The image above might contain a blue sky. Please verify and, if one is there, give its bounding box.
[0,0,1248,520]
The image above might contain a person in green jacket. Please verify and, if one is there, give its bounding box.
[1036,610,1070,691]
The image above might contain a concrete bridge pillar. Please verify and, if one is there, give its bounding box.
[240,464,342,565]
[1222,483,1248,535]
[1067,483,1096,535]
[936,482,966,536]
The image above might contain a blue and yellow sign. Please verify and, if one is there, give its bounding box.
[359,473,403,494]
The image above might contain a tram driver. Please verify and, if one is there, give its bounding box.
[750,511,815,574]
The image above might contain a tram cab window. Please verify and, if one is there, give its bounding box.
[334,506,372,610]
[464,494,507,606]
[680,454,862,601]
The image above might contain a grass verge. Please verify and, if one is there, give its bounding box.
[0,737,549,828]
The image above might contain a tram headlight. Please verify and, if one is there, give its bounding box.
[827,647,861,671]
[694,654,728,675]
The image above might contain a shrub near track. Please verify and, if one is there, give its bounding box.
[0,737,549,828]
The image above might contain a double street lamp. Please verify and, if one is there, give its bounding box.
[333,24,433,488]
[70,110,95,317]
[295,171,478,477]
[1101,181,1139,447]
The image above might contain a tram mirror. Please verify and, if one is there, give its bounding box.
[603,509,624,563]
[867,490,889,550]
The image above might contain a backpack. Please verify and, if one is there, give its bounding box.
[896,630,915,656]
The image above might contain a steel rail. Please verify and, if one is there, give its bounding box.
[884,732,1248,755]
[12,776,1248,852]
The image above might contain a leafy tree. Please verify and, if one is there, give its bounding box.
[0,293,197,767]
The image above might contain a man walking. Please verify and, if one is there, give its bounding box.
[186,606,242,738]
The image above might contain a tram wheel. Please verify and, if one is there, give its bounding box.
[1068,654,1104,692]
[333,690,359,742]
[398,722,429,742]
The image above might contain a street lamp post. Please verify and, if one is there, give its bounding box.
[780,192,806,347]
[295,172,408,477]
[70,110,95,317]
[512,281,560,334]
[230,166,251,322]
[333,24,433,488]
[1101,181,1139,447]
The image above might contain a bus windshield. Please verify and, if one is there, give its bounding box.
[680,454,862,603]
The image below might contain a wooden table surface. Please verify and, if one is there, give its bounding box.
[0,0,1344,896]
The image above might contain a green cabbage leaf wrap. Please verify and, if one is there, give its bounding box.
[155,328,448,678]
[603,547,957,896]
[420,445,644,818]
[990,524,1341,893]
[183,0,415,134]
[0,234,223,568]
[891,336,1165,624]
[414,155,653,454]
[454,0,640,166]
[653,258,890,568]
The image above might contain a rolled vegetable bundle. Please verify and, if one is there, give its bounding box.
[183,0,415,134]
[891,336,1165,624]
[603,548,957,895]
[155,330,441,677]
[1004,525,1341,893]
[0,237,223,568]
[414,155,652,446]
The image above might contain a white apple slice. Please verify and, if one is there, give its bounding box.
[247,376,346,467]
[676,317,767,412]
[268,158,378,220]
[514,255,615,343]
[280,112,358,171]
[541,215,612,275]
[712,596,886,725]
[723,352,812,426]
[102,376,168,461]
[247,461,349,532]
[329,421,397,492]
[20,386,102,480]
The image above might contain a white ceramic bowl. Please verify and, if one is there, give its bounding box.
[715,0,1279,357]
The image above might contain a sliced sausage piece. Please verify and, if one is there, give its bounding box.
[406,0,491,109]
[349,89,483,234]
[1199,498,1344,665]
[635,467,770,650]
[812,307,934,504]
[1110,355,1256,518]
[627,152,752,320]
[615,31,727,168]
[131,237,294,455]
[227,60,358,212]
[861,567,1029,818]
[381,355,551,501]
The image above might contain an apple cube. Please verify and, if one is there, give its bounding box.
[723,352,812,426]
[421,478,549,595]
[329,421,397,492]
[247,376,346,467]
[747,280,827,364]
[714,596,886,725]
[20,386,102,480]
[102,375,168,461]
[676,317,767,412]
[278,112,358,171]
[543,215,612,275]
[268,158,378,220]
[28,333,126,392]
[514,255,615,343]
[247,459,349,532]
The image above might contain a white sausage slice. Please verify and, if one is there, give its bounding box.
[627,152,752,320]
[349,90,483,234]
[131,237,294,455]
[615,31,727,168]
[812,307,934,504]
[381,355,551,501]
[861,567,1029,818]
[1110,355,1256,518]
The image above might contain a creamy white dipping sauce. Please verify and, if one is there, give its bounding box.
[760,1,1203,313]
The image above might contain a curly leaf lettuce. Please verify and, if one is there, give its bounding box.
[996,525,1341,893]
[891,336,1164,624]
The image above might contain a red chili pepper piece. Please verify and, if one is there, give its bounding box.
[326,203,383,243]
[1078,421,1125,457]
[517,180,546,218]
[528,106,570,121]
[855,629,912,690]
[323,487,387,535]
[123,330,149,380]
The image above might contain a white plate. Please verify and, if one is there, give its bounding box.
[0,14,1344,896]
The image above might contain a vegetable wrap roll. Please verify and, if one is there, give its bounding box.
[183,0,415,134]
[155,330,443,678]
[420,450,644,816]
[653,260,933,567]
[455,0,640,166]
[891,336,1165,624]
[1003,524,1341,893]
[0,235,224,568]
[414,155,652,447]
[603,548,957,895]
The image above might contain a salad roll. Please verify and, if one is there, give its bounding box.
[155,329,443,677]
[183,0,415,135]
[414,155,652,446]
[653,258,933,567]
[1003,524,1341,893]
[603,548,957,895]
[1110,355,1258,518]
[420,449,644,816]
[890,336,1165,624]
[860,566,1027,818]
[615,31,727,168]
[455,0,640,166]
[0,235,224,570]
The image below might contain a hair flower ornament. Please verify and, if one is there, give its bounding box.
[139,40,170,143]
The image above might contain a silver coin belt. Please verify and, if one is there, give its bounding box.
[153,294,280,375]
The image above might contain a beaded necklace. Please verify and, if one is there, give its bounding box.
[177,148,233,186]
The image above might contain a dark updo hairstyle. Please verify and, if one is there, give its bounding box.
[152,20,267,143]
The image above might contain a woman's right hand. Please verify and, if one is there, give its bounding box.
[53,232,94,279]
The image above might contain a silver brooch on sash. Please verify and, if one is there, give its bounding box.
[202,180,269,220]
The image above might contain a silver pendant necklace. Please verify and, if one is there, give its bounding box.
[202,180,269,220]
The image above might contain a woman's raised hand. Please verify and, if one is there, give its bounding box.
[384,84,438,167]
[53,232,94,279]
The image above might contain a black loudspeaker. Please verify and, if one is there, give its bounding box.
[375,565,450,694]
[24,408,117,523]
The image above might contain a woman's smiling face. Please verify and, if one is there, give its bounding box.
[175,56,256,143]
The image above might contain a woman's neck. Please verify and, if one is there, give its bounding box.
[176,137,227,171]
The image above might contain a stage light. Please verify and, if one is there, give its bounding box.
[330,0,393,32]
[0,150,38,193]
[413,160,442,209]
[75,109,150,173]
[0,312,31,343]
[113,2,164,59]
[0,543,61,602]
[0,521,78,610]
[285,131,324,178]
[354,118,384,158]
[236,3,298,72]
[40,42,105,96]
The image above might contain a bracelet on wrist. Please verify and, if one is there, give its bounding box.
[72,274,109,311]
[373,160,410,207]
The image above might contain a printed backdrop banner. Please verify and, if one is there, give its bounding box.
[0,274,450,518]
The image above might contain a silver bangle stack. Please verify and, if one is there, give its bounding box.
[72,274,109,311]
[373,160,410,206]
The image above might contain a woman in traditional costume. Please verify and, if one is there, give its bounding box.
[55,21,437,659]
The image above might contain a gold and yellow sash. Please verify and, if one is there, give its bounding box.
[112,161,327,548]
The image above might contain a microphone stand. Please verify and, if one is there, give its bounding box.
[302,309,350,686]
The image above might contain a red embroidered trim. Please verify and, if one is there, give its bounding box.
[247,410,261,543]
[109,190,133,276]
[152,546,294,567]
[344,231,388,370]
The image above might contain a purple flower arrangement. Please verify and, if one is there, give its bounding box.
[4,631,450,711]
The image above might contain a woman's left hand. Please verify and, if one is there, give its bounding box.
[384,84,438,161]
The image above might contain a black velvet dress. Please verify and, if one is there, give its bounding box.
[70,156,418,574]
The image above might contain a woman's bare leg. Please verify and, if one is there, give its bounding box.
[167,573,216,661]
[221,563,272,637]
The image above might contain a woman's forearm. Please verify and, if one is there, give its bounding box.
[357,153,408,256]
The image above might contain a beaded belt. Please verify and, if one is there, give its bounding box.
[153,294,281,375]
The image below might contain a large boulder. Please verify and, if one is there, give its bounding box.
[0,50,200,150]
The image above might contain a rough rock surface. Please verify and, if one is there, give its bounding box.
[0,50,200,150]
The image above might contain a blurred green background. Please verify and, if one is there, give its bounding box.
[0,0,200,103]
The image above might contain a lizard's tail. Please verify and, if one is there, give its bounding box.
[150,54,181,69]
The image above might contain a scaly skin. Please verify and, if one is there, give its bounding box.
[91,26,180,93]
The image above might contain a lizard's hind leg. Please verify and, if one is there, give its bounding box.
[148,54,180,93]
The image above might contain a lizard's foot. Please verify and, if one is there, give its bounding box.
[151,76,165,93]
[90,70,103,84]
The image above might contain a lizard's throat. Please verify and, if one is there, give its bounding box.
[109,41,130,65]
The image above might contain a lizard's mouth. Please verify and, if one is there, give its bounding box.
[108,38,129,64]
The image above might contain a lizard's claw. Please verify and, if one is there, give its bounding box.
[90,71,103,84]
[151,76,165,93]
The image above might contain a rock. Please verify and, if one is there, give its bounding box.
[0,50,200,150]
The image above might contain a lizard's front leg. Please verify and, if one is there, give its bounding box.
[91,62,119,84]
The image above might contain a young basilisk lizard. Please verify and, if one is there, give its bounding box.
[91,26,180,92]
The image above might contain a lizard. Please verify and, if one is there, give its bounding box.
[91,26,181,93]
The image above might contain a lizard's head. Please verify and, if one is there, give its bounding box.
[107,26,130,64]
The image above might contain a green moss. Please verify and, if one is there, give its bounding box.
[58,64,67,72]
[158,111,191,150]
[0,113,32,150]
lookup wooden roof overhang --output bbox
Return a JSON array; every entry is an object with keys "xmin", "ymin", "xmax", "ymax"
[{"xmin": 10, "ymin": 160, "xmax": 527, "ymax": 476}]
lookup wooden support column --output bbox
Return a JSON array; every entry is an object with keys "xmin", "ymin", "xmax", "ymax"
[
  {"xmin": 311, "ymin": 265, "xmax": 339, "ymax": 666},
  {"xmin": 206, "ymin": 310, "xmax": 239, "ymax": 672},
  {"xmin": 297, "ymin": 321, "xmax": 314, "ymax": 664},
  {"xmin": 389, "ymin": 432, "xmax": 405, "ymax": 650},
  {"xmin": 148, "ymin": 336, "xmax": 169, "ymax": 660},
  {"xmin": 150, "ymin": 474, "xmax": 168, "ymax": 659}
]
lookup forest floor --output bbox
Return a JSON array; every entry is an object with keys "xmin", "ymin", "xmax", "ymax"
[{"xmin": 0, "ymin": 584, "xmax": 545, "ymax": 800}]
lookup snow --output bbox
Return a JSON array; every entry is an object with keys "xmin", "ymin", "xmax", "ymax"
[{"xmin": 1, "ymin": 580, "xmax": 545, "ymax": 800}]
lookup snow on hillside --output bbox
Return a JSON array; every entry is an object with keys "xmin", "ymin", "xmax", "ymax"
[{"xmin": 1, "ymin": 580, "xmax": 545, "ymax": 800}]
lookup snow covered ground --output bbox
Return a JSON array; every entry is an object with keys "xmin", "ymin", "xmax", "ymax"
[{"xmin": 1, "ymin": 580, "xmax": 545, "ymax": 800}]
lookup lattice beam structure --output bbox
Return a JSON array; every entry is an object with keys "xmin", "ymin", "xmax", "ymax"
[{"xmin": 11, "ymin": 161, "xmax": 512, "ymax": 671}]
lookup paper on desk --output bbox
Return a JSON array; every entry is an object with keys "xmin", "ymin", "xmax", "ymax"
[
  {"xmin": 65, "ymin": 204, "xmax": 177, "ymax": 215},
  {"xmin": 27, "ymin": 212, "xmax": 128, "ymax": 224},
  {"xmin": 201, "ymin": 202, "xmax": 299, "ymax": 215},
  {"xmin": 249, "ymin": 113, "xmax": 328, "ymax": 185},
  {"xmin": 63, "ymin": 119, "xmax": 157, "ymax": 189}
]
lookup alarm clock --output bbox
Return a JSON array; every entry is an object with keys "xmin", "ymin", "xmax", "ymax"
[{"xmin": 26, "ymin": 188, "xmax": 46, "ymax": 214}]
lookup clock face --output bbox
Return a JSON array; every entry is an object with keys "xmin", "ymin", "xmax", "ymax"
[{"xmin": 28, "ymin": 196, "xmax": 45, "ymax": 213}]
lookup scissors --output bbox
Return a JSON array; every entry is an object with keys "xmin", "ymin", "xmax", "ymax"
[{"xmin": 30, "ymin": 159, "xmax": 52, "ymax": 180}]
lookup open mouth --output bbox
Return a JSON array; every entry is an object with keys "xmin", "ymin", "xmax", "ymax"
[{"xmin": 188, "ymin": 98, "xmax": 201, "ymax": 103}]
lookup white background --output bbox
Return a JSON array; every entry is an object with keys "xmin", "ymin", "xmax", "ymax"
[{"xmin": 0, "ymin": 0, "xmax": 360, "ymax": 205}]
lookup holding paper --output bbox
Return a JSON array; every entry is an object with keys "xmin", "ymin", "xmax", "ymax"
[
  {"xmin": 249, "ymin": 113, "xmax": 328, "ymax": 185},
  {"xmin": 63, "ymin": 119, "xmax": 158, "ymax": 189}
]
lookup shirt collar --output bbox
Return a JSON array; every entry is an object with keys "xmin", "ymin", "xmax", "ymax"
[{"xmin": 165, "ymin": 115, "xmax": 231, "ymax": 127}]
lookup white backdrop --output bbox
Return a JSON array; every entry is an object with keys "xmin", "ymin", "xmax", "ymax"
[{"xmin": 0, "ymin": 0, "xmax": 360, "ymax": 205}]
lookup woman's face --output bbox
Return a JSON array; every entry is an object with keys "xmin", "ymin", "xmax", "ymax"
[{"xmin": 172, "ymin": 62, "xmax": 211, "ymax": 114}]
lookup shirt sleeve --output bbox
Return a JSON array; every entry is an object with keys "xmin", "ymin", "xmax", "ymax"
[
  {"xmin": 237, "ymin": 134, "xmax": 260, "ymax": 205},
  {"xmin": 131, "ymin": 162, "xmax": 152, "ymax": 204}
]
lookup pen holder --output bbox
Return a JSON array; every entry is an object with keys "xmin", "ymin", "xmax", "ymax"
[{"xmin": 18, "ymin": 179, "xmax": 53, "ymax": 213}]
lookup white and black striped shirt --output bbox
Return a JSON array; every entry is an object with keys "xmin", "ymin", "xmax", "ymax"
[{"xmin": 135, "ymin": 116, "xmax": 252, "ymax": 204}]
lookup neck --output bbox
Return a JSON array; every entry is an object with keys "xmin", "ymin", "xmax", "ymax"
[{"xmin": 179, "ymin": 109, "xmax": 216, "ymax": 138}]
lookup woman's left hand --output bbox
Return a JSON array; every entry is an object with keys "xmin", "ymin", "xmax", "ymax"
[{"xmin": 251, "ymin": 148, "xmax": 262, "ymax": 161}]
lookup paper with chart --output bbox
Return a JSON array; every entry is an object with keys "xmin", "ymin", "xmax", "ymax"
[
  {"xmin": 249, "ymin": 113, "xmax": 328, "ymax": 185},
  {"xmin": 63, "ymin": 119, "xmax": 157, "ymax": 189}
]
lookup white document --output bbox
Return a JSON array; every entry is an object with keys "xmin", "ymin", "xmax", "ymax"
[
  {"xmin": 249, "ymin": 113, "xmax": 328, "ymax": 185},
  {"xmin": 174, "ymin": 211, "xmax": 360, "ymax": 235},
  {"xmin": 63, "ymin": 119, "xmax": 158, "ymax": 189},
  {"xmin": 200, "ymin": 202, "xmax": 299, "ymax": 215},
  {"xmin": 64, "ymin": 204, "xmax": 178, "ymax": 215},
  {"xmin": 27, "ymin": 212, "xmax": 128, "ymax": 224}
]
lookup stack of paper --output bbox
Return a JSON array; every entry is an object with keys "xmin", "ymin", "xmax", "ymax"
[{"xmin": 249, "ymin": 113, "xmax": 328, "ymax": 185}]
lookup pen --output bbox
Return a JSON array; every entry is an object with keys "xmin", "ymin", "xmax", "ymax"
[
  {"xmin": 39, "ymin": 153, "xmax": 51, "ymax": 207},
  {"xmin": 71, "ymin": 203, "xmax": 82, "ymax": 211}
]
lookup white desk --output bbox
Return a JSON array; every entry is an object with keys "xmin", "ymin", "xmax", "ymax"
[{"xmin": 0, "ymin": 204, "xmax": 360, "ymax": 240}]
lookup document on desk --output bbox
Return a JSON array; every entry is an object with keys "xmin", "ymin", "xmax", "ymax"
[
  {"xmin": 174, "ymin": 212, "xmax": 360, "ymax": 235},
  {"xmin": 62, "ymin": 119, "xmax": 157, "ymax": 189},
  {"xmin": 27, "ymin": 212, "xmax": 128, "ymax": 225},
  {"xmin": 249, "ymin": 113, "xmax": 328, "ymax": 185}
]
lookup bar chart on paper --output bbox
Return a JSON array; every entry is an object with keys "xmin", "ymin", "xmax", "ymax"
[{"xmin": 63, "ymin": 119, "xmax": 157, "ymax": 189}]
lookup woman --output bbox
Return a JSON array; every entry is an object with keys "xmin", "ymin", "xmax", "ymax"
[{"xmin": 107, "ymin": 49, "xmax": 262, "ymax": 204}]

····················

Instruction:
Edit the records from the line that has "The image above might contain a shrub" through the line that has "[653,258,890,568]", changing "backpack" to "shoulder bag" and leaving the rest as it is. Return only those lines.

Exercise response:
The image above might contain a shrub near track. Please verify and, if one is there, give its bounding box.
[0,737,549,828]
The image above might contain a double street lamp. Please verify and, if one is there, give its bounding box.
[333,24,433,488]
[70,110,95,317]
[295,171,478,477]
[1101,181,1139,447]
The image above might contain a tram mirror. Please verify and, if one is there, give its bounding box.
[603,509,624,563]
[867,490,889,550]
The image above might contain a shoulder bag. Please verify and, if one is there, give its bounding box.
[896,630,915,656]
The image above might contain a steel rail. Please verify and, if one is there, give its bounding box.
[884,732,1248,755]
[12,776,1248,852]
The image above might contain a leafy tree. Please verify and, if one is there, give its bounding box.
[0,293,197,767]
The image above might contain a man walking. Please verify and, if one is there, give its bounding box.
[186,606,242,738]
The image above might contain a tram wheel. Please verify and, if one is there, give its bounding box.
[1068,654,1104,692]
[333,690,359,742]
[398,722,429,742]
The image above might contain a street lamp post. Please verify and, if one is there, give its bounding box.
[780,192,806,347]
[295,172,408,477]
[70,110,95,317]
[512,281,560,334]
[230,166,251,322]
[333,24,433,488]
[1101,181,1139,447]
The image above might contain a bus windshield. Please verify and, if one is there, give its bounding box.
[680,454,862,603]
The image below might contain a wooden table surface. Please verify and, if one is there, give its bounding box.
[0,0,1344,896]
The image above might contain a green cabbage leaf wrap. Please verify and, if one is there, give its bounding box.
[155,328,448,678]
[603,547,957,896]
[420,445,644,818]
[990,524,1341,893]
[183,0,415,134]
[0,234,223,568]
[891,336,1165,624]
[414,155,653,454]
[454,0,640,166]
[653,258,890,568]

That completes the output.